Task data |
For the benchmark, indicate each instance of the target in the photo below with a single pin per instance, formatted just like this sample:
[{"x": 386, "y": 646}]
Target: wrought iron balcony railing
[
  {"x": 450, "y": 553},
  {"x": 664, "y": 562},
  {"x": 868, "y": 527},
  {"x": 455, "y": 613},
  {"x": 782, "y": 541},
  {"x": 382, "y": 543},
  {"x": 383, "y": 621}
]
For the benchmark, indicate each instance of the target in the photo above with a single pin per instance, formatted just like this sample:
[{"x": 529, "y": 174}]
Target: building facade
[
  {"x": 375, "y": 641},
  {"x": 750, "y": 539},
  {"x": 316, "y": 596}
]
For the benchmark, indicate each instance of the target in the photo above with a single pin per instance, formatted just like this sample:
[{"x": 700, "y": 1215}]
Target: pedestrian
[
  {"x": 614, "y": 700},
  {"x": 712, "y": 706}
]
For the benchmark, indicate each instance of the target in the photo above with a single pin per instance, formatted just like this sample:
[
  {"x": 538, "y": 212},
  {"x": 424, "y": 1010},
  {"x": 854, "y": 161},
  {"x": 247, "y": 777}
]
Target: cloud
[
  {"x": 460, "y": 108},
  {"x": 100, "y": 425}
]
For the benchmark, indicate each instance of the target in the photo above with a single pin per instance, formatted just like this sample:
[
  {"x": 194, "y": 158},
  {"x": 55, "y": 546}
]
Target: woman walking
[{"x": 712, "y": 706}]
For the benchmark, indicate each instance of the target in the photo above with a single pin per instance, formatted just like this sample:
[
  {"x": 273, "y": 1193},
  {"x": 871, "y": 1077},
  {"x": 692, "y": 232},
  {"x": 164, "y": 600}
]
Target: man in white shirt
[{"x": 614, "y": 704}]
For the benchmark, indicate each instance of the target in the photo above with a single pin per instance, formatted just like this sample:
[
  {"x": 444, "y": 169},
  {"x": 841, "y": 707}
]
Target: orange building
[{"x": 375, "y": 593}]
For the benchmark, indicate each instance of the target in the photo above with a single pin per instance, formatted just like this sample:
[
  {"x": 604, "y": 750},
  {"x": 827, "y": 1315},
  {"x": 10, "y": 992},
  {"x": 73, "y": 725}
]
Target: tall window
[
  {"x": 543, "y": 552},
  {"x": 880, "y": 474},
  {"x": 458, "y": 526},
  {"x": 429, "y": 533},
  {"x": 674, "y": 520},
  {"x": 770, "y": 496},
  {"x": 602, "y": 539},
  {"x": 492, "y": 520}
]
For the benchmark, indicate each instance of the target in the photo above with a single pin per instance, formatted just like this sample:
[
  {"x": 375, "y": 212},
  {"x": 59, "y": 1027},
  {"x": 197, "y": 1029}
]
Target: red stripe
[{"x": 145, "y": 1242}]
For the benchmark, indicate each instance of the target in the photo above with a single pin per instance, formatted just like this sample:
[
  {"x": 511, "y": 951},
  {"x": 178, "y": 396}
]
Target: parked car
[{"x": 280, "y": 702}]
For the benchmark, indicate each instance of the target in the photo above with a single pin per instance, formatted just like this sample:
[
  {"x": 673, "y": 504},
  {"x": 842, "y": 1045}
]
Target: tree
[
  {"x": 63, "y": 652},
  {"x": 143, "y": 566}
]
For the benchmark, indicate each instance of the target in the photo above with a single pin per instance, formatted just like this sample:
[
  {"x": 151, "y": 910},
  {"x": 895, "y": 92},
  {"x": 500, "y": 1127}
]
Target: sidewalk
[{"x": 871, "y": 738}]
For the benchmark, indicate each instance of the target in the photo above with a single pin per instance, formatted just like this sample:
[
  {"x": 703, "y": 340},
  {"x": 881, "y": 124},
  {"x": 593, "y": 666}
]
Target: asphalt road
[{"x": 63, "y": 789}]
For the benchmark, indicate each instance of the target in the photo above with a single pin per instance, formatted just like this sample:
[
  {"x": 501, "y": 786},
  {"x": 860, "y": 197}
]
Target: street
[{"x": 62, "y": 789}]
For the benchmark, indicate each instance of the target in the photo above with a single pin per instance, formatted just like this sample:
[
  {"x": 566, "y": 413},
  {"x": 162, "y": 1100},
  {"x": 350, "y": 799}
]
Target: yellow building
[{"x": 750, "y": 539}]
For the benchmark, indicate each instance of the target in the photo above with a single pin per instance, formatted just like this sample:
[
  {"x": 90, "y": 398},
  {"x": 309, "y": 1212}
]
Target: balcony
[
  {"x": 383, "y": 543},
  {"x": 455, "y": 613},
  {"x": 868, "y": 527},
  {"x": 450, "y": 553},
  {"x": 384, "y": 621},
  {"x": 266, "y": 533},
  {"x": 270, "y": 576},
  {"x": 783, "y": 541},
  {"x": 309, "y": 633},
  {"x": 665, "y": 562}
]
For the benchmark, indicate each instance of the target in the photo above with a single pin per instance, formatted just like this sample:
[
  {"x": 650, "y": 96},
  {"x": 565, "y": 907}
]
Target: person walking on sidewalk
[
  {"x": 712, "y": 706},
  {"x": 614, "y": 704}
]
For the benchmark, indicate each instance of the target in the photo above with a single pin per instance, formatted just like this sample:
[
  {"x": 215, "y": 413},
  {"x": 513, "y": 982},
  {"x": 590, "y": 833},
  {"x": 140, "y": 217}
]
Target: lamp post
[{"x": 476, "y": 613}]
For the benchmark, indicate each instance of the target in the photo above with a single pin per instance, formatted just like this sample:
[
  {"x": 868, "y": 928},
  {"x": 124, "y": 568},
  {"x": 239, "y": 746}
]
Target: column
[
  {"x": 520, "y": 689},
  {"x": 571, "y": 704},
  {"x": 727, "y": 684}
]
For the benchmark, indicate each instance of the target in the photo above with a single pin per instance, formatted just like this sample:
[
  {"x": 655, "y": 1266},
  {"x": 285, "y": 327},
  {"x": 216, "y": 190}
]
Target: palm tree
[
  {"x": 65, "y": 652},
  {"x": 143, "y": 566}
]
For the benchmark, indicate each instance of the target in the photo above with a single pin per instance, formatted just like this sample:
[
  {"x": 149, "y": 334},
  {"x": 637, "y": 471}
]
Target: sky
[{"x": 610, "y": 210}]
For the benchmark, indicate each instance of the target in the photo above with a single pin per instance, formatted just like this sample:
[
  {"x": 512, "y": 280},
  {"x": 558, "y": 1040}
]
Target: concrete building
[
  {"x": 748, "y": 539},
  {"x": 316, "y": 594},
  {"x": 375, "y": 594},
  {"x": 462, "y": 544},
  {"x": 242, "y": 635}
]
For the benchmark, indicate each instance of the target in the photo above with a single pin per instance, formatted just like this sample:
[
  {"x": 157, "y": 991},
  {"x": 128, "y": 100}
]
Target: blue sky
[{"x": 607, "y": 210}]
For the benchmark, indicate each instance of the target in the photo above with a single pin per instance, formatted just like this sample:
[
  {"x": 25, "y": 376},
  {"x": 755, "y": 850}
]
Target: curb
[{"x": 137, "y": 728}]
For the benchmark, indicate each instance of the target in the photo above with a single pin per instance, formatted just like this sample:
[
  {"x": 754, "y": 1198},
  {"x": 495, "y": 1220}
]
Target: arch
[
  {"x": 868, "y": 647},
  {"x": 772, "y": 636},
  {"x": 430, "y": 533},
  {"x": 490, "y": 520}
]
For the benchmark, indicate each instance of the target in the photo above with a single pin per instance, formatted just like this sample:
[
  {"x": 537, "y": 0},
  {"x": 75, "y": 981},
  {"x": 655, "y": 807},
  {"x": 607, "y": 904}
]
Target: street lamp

Given task | Pick out every line in the records above that contains the word "sidewalk" and copy each of those lines.

Answer to the problem |
Target: sidewalk
Target: person walking on sidewalk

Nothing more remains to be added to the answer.